--- Görev Tanımı ---
Aşağıdaki kayıtların tümünü, hiçbir satırı değiştirmeden aynen yeniden yazınız.
********
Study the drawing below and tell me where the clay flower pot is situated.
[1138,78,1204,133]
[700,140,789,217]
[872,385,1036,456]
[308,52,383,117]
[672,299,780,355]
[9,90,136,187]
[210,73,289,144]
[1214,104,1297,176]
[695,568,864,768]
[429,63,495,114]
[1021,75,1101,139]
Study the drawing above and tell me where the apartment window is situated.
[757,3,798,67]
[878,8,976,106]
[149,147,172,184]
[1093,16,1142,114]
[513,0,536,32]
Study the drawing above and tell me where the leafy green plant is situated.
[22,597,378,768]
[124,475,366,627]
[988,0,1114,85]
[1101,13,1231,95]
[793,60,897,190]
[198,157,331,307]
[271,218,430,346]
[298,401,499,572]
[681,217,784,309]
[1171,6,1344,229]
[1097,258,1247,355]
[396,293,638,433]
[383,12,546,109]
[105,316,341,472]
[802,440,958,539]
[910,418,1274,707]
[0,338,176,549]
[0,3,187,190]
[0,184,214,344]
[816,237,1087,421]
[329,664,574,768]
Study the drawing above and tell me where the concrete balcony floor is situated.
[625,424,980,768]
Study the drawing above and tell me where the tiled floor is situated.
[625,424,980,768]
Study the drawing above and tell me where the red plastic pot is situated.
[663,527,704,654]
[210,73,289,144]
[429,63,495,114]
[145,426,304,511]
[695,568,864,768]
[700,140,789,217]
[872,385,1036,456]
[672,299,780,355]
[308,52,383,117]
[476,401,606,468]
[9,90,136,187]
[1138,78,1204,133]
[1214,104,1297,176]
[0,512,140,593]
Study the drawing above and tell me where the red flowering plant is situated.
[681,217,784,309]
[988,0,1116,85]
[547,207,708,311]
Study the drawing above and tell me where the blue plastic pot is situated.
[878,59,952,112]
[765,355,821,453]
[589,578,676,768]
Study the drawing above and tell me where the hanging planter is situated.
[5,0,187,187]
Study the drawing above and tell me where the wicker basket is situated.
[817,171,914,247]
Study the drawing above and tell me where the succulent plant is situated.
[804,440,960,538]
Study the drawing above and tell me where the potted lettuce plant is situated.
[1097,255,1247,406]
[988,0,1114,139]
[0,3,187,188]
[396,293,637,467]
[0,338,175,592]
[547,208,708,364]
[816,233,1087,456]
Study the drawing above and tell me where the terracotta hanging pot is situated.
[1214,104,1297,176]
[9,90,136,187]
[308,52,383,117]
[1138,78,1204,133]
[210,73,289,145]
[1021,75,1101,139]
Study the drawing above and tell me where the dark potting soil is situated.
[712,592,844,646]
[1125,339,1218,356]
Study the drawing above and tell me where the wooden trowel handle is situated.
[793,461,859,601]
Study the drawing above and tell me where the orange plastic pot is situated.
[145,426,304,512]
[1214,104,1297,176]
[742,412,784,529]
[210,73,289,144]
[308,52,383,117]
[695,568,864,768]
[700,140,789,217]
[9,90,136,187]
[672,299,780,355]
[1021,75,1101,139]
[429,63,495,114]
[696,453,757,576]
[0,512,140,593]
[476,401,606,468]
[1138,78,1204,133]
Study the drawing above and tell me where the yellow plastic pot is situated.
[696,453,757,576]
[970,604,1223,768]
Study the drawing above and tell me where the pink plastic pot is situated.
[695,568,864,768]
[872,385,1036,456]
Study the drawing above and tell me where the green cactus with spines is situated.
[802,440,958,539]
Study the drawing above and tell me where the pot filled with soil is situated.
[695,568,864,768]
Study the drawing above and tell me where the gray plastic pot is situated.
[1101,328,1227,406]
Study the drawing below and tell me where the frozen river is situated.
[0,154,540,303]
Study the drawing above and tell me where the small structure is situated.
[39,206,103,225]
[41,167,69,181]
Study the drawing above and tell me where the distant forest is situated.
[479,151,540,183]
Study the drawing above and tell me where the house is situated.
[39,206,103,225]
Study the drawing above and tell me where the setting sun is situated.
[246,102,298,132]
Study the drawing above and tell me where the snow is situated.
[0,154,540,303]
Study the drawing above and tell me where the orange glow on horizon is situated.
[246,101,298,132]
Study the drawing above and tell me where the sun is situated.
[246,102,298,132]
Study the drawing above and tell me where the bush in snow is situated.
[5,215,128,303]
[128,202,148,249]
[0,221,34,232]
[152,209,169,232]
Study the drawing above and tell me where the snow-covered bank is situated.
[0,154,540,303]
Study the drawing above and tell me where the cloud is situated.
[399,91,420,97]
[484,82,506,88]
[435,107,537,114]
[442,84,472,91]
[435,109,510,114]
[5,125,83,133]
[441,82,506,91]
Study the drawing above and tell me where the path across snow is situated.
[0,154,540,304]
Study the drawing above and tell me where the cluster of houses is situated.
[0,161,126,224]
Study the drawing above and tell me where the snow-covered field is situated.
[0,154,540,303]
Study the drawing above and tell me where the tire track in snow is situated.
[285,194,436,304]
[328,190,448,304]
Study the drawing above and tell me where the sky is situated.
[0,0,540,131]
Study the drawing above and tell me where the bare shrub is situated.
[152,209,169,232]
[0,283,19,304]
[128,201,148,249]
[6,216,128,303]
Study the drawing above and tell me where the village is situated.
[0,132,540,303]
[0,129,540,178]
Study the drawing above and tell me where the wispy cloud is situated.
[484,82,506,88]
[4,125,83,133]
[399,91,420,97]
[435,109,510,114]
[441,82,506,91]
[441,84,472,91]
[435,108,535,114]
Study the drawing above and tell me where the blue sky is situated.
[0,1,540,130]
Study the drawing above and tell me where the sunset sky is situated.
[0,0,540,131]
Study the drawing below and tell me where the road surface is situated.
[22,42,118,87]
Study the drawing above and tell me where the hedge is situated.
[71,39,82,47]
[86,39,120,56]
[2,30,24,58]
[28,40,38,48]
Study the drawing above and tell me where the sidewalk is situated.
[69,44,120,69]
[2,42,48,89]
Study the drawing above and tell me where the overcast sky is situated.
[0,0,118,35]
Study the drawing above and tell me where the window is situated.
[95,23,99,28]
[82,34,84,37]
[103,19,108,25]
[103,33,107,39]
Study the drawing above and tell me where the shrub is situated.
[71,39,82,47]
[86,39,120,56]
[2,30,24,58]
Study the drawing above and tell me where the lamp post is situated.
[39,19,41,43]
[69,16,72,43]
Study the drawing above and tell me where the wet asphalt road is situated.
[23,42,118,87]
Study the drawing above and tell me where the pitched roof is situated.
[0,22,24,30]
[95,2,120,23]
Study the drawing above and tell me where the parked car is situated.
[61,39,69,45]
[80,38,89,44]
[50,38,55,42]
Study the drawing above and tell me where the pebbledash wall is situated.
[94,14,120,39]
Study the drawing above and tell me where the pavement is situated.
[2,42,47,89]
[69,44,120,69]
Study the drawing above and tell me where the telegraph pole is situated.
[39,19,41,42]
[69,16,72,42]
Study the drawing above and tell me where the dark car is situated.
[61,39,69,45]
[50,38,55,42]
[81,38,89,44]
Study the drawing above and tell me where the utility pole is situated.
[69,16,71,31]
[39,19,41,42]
********
--- Görevin Cevabı ---
Study the drawing below and tell me where the clay flower pot is situated.
[1138,78,1204,133]
[700,140,789,217]
[872,385,1036,456]
[308,52,383,117]
[672,299,780,355]
[9,90,136,187]
[210,73,289,144]
[1214,104,1297,176]
[695,568,864,768]
[429,63,495,114]
[1021,75,1101,139]
Study the drawing above and tell me where the apartment window is situated.
[757,3,798,67]
[878,8,976,106]
[149,147,172,184]
[1093,16,1142,114]
[513,0,536,32]
Study the drawing above and tell me where the leafy green plant is situated.
[22,597,378,768]
[124,475,366,627]
[988,0,1114,85]
[1101,13,1231,95]
[793,60,897,190]
[198,157,331,307]
[271,218,430,346]
[298,401,499,572]
[681,217,784,309]
[1171,6,1344,229]
[1097,258,1247,355]
[396,293,638,433]
[383,12,546,109]
[105,316,341,472]
[802,440,958,539]
[910,418,1274,707]
[0,338,176,549]
[0,3,187,190]
[0,184,214,344]
[816,237,1087,421]
[329,664,574,768]
Study the drawing above and tell me where the concrete balcony floor is situated.
[625,424,980,768]
Study the drawing above and tell me where the tiled floor is situated.
[625,424,980,768]
Study the drawing above and tell me where the red plastic pot is situated.
[663,527,704,654]
[210,73,289,144]
[429,63,495,114]
[145,426,304,511]
[695,568,864,768]
[700,140,789,217]
[872,385,1036,456]
[672,299,780,355]
[308,52,383,117]
[476,401,606,468]
[9,90,136,187]
[1138,78,1204,133]
[1214,104,1297,176]
[0,512,140,593]
Study the drawing above and tell me where the red flowering plant is situated.
[681,217,784,309]
[988,0,1116,85]
[547,207,708,311]
Study the drawing above and tell me where the blue plastic pot is situated.
[878,59,952,112]
[765,355,821,453]
[589,578,676,768]
Study the drawing above and tell me where the hanging planter is situated.
[5,0,187,187]
Study the drawing above and tell me where the wicker basket is situated.
[817,171,914,247]
Study the drawing above and tell me where the succulent plant is situated.
[804,440,960,538]
Study the drawing above and tell me where the potted lettuce plant is situated.
[1097,255,1247,406]
[988,0,1114,139]
[0,3,187,188]
[396,293,637,467]
[0,338,175,592]
[547,208,708,364]
[816,233,1087,456]
Study the drawing above and tell me where the terracotta hanging pot is situated.
[1214,104,1297,176]
[9,90,136,187]
[308,52,383,117]
[1138,78,1204,133]
[210,73,289,145]
[1021,75,1101,139]
Study the drawing above and tell me where the dark potting soil is situated.
[712,592,844,646]
[1125,339,1218,356]
Study the drawing above and tell me where the wooden trowel handle is situated.
[793,461,859,601]
Study the drawing above and tell me where the orange plastic pot is situated.
[145,426,304,512]
[1214,104,1297,176]
[742,412,784,529]
[210,73,289,144]
[308,52,383,117]
[695,568,864,768]
[700,140,789,217]
[9,90,136,187]
[672,299,780,355]
[1021,75,1101,139]
[429,63,495,114]
[696,453,757,576]
[0,512,140,593]
[476,401,606,468]
[1138,78,1204,133]
Study the drawing above and tell me where the yellow plastic pot is situated.
[696,453,757,576]
[970,604,1223,768]
Study the drawing above and tell me where the pink plastic pot is situated.
[695,568,864,768]
[872,385,1036,456]
Study the drawing above and tell me where the green cactus with spines is situated.
[802,440,958,539]
Study the drawing above and tell me where the pot filled with soil is situated.
[695,568,864,768]
Study the drawing above and tell me where the gray plastic pot is situated.
[1101,328,1227,406]
Study the drawing below and tell me where the frozen river is situated.
[0,154,540,303]
Study the drawing above and tell me where the small structure is situated.
[39,206,103,225]
[41,167,69,181]
Study the drawing above and tell me where the distant forest is situated.
[479,151,540,183]
Study the drawing above and tell me where the house is situated.
[39,206,103,225]
Study the drawing above and tell me where the setting sun is situated.
[246,102,298,132]
Study the drawing above and tell me where the snow is situated.
[0,154,540,303]
Study the drawing above and tell me where the orange glow on horizon is situated.
[246,101,298,132]
Study the drawing above and tell me where the sun is situated.
[246,102,298,132]
Study the drawing above and tell me where the bush in snow is situated.
[5,215,128,303]
[128,202,148,249]
[0,221,34,232]
[152,209,169,232]
Study the drawing above and tell me where the snow-covered bank is situated.
[0,154,540,303]
Study the drawing above and tell me where the cloud is situated.
[399,91,420,97]
[484,82,506,88]
[435,107,537,114]
[442,84,472,91]
[435,109,510,114]
[5,125,83,133]
[441,82,506,91]
Study the drawing above and tell me where the path across snow is situated.
[0,154,540,304]
Study the drawing above and tell me where the cluster of houses is situated.
[0,161,126,224]
Study the drawing above and tell me where the snow-covered field is situated.
[0,154,540,303]
Study the drawing above and tell me where the tire track in snow is situated.
[285,194,436,304]
[328,190,448,304]
Study the drawing above and tell me where the sky is situated.
[0,0,540,131]
Study the drawing above and tell me where the bare shrub is situated.
[152,209,169,232]
[0,283,19,304]
[128,201,148,249]
[6,216,128,303]
Study the drawing above and tell me where the village is situated.
[0,132,540,303]
[0,129,540,178]
Study the drawing above and tell me where the wispy cloud is situated.
[484,82,506,88]
[4,125,83,133]
[399,91,420,97]
[435,109,510,114]
[441,82,506,91]
[441,84,472,91]
[435,108,535,114]
Study the drawing above and tell me where the blue sky is situated.
[0,1,540,130]
Study the drawing above and tell me where the sunset sky is situated.
[0,0,540,131]
Study the drawing below and tell me where the road surface is situated.
[22,42,118,87]
Study the drawing above and tell me where the hedge is situated.
[71,39,82,47]
[86,39,120,56]
[2,30,24,58]
[28,40,38,48]
Study the drawing above and tell me where the sidewalk is situated.
[69,44,120,69]
[2,42,48,89]
Study the drawing above and tell me where the overcast sky is situated.
[0,0,118,35]
Study the drawing above and tell me where the window is situated.
[95,23,99,28]
[82,34,84,37]
[103,19,108,25]
[103,33,107,39]
Study the drawing above and tell me where the shrub is situated.
[71,39,82,47]
[86,39,120,56]
[2,30,24,58]
Study the drawing above and tell me where the lamp post is situated.
[39,19,41,43]
[69,16,72,43]
Study the drawing above and tell me where the wet asphalt road is situated.
[23,42,118,87]
Study the drawing above and tell me where the pitched roof is situated.
[0,22,24,30]
[95,2,120,23]
Study the drawing above and tell me where the parked car is situated.
[61,39,69,45]
[80,38,89,44]
[50,38,55,42]
Study the drawing above and tell me where the pebbledash wall is situated.
[94,14,120,39]
Study the drawing above and tell me where the pavement is situated.
[2,42,47,89]
[69,44,120,69]
Study the drawing above and tell me where the telegraph pole is situated.
[39,19,41,42]
[69,16,72,42]
Study the drawing above and tell me where the dark car is situated.
[61,39,69,45]
[50,38,55,42]
[81,38,89,44]
Study the drawing above and tell me where the utility pole is situated.
[69,16,71,31]
[39,19,41,42]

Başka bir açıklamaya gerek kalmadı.